The exercise =
Extract the lines below and reproduce each one verbatim, keeping their order.

*****

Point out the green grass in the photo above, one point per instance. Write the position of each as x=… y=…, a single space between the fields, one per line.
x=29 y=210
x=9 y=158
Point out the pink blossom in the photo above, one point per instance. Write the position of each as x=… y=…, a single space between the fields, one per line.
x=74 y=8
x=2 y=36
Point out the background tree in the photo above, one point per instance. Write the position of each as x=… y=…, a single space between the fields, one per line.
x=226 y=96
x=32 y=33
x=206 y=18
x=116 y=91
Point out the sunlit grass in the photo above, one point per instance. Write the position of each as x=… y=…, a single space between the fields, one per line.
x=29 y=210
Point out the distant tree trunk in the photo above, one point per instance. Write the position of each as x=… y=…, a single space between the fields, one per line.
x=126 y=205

*****

Answer to this exercise =
Point out the green grass in the photo above, one point per instance. Write the position of each as x=… y=…, a single space between the fields, one per line.
x=29 y=210
x=9 y=158
Point out the pink blossom in the photo above, one point per instance. Write the position of each as x=… y=…, a single space between the fields, one per line.
x=74 y=8
x=2 y=36
Point out the background tree in the photo above, one point per instance. Write the position of each as x=… y=…, a single space between the fields, one per line.
x=226 y=96
x=32 y=33
x=206 y=18
x=116 y=91
Point out the sunlit grass in the photo above, one point per instance. Write the position of each as x=… y=…, a single space between the fields, one per line.
x=29 y=210
Point out the distant tree trunk in the photo above, one point per instance. Write the position of each as x=… y=…, a single space between the fields, one per line.
x=126 y=205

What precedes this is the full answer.